> [Short exercise] Rewrite all the entries below, replacing every "Target" with "Object" and leaving everything else unchanged.
──────── Raw data ────────
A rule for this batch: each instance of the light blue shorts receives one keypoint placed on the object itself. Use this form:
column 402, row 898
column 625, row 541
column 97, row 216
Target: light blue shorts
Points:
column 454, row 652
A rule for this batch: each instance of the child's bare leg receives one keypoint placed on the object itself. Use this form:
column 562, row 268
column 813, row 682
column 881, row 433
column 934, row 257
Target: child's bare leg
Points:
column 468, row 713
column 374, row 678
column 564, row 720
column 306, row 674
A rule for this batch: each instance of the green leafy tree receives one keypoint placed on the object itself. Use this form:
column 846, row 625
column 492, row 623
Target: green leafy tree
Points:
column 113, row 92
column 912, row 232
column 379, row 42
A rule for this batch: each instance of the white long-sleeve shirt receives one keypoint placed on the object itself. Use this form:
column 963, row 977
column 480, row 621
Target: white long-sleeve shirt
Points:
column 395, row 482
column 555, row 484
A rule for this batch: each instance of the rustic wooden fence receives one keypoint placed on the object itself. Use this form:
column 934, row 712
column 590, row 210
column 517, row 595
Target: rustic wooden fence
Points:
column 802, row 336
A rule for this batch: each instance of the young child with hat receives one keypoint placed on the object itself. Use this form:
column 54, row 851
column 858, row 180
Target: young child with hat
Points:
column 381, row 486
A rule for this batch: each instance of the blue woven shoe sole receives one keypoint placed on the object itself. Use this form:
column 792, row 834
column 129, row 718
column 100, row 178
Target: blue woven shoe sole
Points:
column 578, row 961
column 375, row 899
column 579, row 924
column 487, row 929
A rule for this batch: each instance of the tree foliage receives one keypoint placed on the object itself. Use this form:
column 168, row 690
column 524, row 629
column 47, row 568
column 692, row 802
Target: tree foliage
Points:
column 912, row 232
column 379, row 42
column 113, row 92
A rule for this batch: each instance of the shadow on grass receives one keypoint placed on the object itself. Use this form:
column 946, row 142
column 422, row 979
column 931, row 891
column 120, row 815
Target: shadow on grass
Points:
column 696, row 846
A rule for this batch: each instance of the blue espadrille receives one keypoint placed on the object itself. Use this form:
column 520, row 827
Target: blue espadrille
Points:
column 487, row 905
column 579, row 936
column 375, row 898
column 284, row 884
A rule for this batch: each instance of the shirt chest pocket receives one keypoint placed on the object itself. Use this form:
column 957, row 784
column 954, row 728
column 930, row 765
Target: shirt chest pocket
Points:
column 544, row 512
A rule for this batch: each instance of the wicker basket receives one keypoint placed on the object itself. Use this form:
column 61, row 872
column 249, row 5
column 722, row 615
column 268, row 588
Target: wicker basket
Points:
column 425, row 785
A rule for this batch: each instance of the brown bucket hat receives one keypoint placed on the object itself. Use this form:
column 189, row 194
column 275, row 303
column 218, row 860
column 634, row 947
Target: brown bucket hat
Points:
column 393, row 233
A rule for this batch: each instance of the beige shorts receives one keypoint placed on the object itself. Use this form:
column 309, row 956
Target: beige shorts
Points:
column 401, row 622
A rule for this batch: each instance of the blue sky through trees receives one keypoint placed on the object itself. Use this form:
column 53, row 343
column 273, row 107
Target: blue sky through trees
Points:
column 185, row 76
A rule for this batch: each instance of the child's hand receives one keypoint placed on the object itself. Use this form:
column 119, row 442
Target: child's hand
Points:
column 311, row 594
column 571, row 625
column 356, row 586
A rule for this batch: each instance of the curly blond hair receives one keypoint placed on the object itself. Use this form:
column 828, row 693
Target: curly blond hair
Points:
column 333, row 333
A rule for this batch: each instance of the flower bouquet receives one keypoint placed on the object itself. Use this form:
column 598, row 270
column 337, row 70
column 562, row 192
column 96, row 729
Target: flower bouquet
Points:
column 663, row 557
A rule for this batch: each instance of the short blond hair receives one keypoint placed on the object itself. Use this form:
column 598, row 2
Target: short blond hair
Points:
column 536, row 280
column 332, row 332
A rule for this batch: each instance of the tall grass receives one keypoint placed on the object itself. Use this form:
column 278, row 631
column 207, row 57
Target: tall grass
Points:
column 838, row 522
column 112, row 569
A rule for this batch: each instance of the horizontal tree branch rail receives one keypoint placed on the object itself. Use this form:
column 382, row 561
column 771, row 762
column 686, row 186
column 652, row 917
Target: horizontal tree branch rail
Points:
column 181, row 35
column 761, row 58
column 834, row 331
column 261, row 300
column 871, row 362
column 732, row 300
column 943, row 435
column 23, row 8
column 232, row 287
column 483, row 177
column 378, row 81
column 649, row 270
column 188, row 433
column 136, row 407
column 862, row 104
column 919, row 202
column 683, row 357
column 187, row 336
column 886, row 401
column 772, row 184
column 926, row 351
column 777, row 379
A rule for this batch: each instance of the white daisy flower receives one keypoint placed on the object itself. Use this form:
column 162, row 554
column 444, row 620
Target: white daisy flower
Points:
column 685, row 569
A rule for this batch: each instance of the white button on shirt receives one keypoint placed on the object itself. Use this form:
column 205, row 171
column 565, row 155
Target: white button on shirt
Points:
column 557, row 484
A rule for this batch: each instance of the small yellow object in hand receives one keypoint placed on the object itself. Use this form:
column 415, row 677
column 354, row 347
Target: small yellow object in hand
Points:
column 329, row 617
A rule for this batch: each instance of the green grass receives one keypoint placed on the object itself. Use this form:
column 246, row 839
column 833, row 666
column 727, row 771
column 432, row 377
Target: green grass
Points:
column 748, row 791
────────
> [Complete response]
A rule for this batch: each instance of the light blue shorts receives one keypoint placed on the object itself. Use this form:
column 402, row 898
column 625, row 541
column 97, row 216
Object: light blue shorts
Points:
column 454, row 652
A rule for this batch: each instance of the child's bare leg receives one keypoint placed on the object itself. Use this form:
column 562, row 268
column 813, row 682
column 881, row 433
column 934, row 257
Object: child's bare leg
Points:
column 468, row 713
column 374, row 678
column 564, row 720
column 306, row 674
A rule for this batch: each instance of the green leafy tree receives one keypoint placed on the object itself. Use this form:
column 846, row 625
column 492, row 623
Object: green leafy tree
Points:
column 113, row 92
column 912, row 232
column 379, row 42
A rule for this batch: each instance of the white long-sleeve shirt receives one keypoint placed on the object itself. Use this form:
column 963, row 977
column 480, row 621
Object: white long-sleeve shirt
Points:
column 395, row 482
column 555, row 484
A rule for this batch: each instance of the rustic wooden fence receives one keypoint placed on the object itself. Use this form:
column 934, row 712
column 590, row 210
column 517, row 595
Object: rustic wooden fence
Points:
column 802, row 336
A rule for this batch: each instance of the young child with hat receives one keypoint placed on the object itself. Use this form:
column 54, row 851
column 858, row 180
Object: young child with hat
Points:
column 381, row 486
A rule for this batch: each instance of the blue woven shoe sole receives one keypoint placed on the object itself. Use this form:
column 792, row 834
column 129, row 718
column 100, row 178
Object: blue woven shoe sole
Points:
column 578, row 961
column 375, row 899
column 579, row 924
column 487, row 929
A rule for this batch: each instance of the tree foliage receives one keypoint placed on the object itself. Use this form:
column 168, row 690
column 524, row 629
column 47, row 568
column 692, row 802
Object: tree foliage
Points:
column 912, row 232
column 379, row 42
column 113, row 92
A rule for this batch: each instance of the shadow on grass receives one keypoint placed on the object itself. Use this form:
column 946, row 142
column 422, row 979
column 931, row 891
column 120, row 815
Object: shadow on grass
Points:
column 696, row 846
A rule for this batch: each instance of the blue espadrille receives one keypoint placed on the object itself. Use this form:
column 520, row 827
Object: blue espadrille
Points:
column 487, row 905
column 579, row 936
column 375, row 898
column 284, row 884
A rule for this batch: each instance of the shirt chest pocket receives one keypoint placed on the object itself. Use this form:
column 957, row 784
column 954, row 728
column 930, row 765
Object: shirt chest pocket
Points:
column 544, row 512
A rule for this batch: each instance of the wicker basket receives one keypoint placed on the object itself. Use this form:
column 61, row 872
column 249, row 5
column 722, row 615
column 268, row 588
Object: wicker basket
Points:
column 425, row 785
A rule for this batch: each instance of the brown bucket hat receives one keypoint placed on the object itself. Use this form:
column 189, row 194
column 275, row 303
column 218, row 860
column 634, row 947
Object: brown bucket hat
Points:
column 393, row 233
A rule for this batch: each instance of the beige shorts receives one keypoint placed on the object itself. Use this form:
column 309, row 956
Object: beige shorts
Points:
column 401, row 622
A rule for this batch: each instance of the blue sky through trees receives one keypoint placed on the object itself. Use this form:
column 53, row 343
column 273, row 107
Object: blue sky through trees
Points:
column 185, row 76
A rule for this batch: each instance of the child's hand receives one keypoint placed on the object itself. Use this form:
column 119, row 442
Object: child's hand
Points:
column 311, row 594
column 571, row 625
column 356, row 586
A rule for this batch: each instance of the curly blond hair receives one keypoint placed on the object itself. Use this form:
column 828, row 693
Object: curly blond hair
Points:
column 333, row 333
A rule for this batch: each instance of the flower bouquet receives one keypoint placed on the object itself. Use this form:
column 598, row 270
column 337, row 70
column 562, row 192
column 96, row 729
Object: flower bouquet
Points:
column 663, row 557
A rule for this batch: each instance of the short blond hair receives one keypoint placed on the object itself. Use this form:
column 598, row 2
Object: short blond hair
Points:
column 536, row 280
column 332, row 332
A rule for this batch: each instance of the tall grass receives one keypoint placed on the object itself. Use this form:
column 278, row 631
column 207, row 57
Object: tall grass
Points:
column 838, row 522
column 112, row 569
A rule for this batch: each instance of the horizontal tree branch rail receives one keypoint placed on the object itself. Use this form:
column 382, row 561
column 771, row 762
column 686, row 186
column 652, row 917
Object: horizontal tree branch rail
Points:
column 181, row 35
column 761, row 58
column 834, row 331
column 261, row 300
column 871, row 362
column 732, row 300
column 943, row 435
column 23, row 8
column 232, row 287
column 483, row 177
column 378, row 81
column 649, row 270
column 188, row 433
column 136, row 407
column 862, row 104
column 919, row 202
column 683, row 357
column 187, row 336
column 886, row 401
column 772, row 184
column 926, row 351
column 777, row 379
A rule for this batch: each instance of the white daisy flower receives one keypoint placed on the object itself. Use this form:
column 162, row 554
column 444, row 620
Object: white daisy flower
Points:
column 685, row 569
A rule for this batch: each instance of the white button on shirt receives one keypoint placed on the object itself. Use this form:
column 205, row 171
column 565, row 155
Object: white button on shirt
Points:
column 557, row 484
A rule for this batch: each instance of the small yellow object in hand receives one keypoint placed on the object itself. Use this form:
column 415, row 677
column 354, row 347
Object: small yellow object in hand
Points:
column 329, row 617
A rule for this batch: each instance of the green grass receives one keypoint placed on the object itself. Use this form:
column 246, row 839
column 833, row 666
column 727, row 771
column 432, row 377
Object: green grass
Points:
column 748, row 791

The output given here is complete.